» Aim of the task:
Reproduce the items below word for word, from the beginning of the items down to the line that contains "x=268, y=55", with both ends included. Leave the pictures out of your answer.

» A block of data:

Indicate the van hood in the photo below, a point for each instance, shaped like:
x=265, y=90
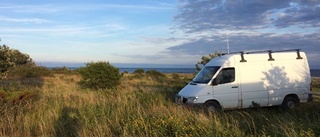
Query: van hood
x=191, y=90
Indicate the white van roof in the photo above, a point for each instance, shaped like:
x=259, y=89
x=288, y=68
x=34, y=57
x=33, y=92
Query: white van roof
x=268, y=55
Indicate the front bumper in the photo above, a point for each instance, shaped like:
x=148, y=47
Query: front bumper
x=180, y=100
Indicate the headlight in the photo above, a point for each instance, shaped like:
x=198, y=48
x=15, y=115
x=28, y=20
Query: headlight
x=192, y=99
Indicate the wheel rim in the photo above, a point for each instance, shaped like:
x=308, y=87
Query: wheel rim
x=211, y=109
x=291, y=104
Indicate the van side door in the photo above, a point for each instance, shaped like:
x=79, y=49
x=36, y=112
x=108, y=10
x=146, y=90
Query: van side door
x=226, y=88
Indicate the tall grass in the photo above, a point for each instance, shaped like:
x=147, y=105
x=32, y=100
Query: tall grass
x=143, y=106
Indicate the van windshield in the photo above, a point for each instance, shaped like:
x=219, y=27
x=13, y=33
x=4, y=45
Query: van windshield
x=205, y=74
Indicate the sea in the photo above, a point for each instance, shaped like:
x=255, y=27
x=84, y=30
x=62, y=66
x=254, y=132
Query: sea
x=314, y=72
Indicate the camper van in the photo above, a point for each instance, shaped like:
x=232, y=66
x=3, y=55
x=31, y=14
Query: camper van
x=250, y=79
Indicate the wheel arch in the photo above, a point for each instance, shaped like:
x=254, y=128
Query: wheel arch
x=292, y=95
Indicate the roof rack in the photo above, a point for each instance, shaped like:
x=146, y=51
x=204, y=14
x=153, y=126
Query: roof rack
x=263, y=51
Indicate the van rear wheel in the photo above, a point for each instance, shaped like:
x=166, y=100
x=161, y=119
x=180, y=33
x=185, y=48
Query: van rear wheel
x=212, y=106
x=289, y=103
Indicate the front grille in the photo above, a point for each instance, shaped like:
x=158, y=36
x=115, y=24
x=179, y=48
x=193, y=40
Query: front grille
x=180, y=99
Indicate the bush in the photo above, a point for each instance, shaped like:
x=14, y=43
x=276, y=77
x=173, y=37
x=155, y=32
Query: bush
x=154, y=73
x=99, y=75
x=63, y=70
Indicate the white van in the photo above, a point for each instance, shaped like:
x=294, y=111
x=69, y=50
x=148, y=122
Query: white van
x=250, y=79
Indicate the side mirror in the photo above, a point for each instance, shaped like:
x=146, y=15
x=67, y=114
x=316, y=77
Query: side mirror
x=214, y=82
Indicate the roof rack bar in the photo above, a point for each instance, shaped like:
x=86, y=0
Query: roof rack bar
x=262, y=51
x=242, y=57
x=270, y=56
x=232, y=53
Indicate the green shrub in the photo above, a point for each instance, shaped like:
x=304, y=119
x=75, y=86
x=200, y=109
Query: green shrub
x=154, y=73
x=63, y=70
x=99, y=75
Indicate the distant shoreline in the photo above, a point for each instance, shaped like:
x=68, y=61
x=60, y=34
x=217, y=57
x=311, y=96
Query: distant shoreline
x=314, y=72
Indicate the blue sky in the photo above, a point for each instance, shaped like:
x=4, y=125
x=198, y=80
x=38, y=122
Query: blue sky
x=62, y=33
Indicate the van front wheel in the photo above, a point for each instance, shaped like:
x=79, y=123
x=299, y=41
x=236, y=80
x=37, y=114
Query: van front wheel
x=289, y=103
x=212, y=106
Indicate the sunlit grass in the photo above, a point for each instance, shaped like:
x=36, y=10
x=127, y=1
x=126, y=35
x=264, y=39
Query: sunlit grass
x=143, y=106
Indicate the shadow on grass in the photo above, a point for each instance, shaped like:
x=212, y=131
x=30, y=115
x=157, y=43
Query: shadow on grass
x=68, y=123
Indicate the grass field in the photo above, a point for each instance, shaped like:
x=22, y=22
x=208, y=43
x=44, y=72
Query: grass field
x=143, y=106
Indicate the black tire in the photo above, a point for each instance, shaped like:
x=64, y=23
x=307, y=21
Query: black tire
x=212, y=106
x=289, y=103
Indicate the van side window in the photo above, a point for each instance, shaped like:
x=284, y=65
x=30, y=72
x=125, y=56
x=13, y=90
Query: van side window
x=226, y=75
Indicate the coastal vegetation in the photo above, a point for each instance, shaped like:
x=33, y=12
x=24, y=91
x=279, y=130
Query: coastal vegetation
x=139, y=106
x=36, y=101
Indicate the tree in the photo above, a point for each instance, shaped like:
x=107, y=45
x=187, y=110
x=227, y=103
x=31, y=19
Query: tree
x=10, y=58
x=99, y=75
x=206, y=59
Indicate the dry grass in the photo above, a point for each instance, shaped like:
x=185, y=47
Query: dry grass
x=143, y=106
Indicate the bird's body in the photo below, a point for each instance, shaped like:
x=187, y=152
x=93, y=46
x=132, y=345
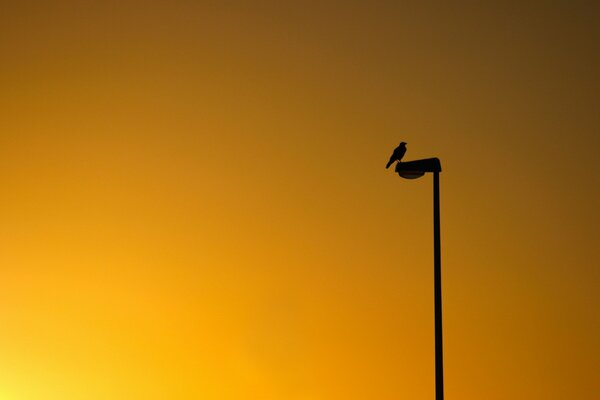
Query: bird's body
x=397, y=154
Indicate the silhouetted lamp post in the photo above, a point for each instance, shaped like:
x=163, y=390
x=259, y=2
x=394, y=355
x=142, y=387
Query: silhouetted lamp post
x=412, y=170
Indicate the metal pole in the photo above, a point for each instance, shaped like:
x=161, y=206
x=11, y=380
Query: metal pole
x=437, y=284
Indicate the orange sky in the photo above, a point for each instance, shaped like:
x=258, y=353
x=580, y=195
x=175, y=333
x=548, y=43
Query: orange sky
x=195, y=206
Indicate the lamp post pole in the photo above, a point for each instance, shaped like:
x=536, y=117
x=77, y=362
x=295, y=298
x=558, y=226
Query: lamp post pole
x=411, y=170
x=437, y=284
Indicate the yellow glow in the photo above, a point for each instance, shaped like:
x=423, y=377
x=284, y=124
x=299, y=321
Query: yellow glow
x=195, y=206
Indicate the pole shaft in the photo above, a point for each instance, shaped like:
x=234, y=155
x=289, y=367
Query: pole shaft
x=437, y=283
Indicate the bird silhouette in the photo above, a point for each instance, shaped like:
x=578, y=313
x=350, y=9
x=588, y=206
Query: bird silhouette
x=397, y=154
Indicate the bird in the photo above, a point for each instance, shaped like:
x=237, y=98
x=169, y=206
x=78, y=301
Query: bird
x=397, y=154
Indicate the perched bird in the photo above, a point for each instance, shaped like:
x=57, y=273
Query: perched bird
x=397, y=154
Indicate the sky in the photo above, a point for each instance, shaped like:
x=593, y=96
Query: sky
x=195, y=205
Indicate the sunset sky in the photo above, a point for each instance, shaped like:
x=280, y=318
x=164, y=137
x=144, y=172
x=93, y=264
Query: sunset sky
x=194, y=203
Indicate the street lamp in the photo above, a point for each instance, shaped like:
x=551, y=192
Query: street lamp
x=412, y=170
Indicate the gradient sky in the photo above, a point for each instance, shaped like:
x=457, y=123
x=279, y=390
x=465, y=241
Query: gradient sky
x=195, y=206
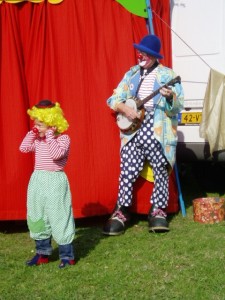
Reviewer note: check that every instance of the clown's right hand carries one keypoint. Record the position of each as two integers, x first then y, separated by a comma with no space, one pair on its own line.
35,130
129,112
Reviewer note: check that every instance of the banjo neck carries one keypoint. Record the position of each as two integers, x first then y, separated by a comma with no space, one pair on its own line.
140,103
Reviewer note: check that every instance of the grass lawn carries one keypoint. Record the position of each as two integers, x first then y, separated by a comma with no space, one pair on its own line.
186,263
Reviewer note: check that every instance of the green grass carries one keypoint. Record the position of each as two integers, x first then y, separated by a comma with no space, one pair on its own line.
186,263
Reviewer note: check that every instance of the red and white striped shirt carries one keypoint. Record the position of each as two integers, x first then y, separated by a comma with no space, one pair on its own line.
51,153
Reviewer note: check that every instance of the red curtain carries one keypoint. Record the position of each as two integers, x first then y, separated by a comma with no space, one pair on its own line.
74,53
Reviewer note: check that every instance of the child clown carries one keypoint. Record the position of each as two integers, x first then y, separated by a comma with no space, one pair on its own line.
49,208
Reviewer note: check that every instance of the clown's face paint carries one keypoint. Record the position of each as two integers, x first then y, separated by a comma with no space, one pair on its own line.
144,60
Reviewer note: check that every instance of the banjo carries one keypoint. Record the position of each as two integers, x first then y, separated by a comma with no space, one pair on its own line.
125,125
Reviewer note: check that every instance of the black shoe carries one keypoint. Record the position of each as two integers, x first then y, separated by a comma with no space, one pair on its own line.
157,220
116,223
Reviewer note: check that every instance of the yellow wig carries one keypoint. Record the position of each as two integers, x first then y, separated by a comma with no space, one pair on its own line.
51,116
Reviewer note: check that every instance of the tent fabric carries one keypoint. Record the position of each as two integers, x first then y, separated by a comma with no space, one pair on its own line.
213,112
74,53
33,1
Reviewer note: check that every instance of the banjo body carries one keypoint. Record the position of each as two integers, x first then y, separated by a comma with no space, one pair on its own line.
127,126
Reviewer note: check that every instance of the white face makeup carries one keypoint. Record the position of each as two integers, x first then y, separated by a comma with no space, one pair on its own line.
145,60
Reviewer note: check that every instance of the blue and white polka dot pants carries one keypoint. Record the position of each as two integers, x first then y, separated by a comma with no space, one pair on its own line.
133,156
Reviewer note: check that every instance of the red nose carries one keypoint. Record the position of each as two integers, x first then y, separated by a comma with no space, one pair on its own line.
139,56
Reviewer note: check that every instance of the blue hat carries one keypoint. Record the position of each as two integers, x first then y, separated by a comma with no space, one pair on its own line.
151,45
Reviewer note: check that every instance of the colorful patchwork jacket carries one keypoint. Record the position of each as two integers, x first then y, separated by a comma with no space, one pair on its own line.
165,115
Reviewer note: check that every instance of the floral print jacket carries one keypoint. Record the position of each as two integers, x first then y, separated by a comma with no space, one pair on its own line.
165,114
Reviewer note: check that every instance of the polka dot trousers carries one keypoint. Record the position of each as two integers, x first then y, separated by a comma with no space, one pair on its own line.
133,156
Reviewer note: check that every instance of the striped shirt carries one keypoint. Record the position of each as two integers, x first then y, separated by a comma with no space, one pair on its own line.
147,88
51,153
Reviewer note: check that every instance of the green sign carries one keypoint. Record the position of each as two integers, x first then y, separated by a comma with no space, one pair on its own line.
136,7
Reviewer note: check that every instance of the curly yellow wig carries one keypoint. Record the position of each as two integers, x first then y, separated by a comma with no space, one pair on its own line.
49,113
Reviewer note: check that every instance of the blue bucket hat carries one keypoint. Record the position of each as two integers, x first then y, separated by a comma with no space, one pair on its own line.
151,45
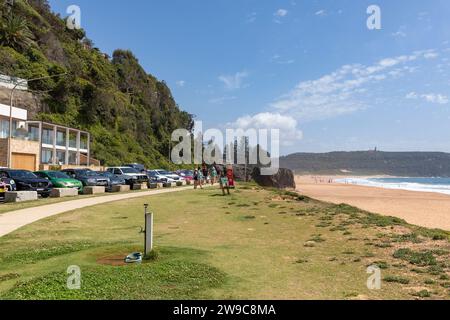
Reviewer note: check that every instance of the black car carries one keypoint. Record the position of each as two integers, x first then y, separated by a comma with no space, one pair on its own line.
137,166
113,179
6,184
88,177
27,181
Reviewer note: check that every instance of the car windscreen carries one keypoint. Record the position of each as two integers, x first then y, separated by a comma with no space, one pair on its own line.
58,175
19,174
129,170
87,173
105,174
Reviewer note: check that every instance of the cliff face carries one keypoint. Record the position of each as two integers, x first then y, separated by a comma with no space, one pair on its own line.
129,112
23,99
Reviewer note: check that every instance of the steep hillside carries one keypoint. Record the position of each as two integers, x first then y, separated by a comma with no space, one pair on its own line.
412,164
129,112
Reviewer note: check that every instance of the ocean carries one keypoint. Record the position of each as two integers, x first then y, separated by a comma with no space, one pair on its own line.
437,185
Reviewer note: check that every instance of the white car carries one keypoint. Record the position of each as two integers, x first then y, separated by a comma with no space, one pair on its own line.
128,172
163,175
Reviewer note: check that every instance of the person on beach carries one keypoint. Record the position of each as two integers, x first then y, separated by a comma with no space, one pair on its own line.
224,185
197,180
213,175
201,177
204,171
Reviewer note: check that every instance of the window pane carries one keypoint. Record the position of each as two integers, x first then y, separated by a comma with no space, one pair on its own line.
61,138
47,136
60,157
33,133
47,156
4,129
72,140
73,158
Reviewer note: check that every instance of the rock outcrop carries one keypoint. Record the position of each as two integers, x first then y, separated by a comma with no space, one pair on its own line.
284,179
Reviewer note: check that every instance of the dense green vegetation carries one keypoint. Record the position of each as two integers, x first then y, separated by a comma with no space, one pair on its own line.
409,164
130,113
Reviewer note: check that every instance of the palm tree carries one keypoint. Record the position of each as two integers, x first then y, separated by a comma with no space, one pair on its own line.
14,32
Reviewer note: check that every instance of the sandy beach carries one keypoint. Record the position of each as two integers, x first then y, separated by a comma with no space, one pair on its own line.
425,209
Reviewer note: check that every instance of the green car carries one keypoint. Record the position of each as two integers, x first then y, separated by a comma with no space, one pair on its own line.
60,179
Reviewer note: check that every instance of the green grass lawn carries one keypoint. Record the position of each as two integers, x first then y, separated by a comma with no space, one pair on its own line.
255,244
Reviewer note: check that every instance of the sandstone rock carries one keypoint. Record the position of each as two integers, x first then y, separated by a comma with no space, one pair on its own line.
284,179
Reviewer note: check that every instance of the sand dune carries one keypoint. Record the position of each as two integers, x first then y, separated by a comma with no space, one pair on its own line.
430,210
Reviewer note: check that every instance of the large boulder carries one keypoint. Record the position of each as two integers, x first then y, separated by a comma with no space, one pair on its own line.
284,179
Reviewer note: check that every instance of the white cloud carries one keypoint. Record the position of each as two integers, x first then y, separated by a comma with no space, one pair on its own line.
251,17
429,97
281,13
234,82
222,100
347,90
321,13
277,59
289,133
399,34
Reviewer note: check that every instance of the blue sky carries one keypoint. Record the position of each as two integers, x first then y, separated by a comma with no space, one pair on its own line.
311,68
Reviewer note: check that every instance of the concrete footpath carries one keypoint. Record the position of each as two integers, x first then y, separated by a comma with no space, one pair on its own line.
14,220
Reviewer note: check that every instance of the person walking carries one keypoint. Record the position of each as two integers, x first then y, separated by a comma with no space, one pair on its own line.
204,171
197,179
200,177
213,175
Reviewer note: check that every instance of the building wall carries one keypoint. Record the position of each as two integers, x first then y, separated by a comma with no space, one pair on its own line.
3,152
27,147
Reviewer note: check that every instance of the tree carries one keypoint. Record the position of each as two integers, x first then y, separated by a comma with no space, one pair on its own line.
14,33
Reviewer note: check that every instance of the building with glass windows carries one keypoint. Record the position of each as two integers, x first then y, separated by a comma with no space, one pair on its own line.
37,145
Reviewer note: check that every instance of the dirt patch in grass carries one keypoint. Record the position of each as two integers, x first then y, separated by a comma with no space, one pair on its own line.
116,260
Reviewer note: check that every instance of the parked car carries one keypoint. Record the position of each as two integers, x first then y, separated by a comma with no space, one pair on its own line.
60,180
88,177
157,176
186,174
114,180
137,166
6,184
171,175
28,181
134,175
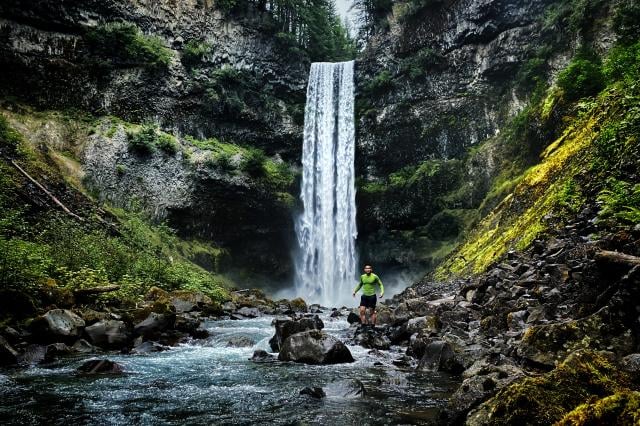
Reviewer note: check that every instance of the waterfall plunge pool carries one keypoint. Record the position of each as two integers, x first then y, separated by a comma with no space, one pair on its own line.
207,382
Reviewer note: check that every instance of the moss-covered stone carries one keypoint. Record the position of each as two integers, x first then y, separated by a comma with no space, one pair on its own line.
548,398
621,408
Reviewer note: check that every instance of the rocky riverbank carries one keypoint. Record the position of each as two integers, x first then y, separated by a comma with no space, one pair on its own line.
164,319
545,335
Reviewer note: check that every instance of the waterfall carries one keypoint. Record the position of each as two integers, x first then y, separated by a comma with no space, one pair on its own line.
326,229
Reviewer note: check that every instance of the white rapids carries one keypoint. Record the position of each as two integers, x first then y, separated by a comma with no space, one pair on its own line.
326,229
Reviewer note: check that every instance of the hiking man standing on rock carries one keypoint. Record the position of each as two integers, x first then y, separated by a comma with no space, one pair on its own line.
368,281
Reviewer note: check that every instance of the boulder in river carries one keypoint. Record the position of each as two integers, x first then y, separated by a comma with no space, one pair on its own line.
287,327
58,325
353,318
314,392
8,355
371,339
108,334
314,347
153,325
100,366
32,355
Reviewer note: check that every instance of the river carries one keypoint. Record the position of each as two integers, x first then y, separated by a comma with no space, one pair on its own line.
207,382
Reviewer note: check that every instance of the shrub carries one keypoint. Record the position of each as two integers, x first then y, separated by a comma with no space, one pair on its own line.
194,52
623,63
8,135
124,42
254,161
167,143
620,201
143,141
626,21
380,84
582,77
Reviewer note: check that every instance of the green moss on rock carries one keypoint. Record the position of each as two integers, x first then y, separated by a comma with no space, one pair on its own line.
622,408
548,398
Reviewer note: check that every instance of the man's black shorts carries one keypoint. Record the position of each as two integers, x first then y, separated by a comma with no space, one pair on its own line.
368,301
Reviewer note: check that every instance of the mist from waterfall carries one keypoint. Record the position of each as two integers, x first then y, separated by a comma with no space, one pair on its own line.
326,229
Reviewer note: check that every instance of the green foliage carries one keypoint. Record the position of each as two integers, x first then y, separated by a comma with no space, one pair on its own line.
620,200
167,144
380,84
143,141
626,21
623,63
582,77
123,43
147,139
253,162
375,14
416,66
194,52
8,135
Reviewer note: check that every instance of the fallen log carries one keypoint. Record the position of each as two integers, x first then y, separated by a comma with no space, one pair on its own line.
95,290
606,256
46,191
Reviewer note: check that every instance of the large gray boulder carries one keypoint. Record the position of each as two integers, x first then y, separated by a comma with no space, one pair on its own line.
314,347
288,327
8,355
108,334
153,325
58,325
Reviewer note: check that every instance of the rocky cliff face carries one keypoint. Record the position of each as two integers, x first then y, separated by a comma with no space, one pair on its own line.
49,58
437,92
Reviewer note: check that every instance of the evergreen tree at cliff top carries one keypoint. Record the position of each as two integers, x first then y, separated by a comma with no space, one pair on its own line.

» Written response:
Indicate the van hood in the photo below, a point for each instance, shaped like:
x=265, y=90
Query: van hood
x=191, y=90
Indicate the white van roof in the photo above, a point for each instance, shaped like:
x=259, y=89
x=288, y=68
x=34, y=57
x=33, y=92
Query: white van roof
x=268, y=55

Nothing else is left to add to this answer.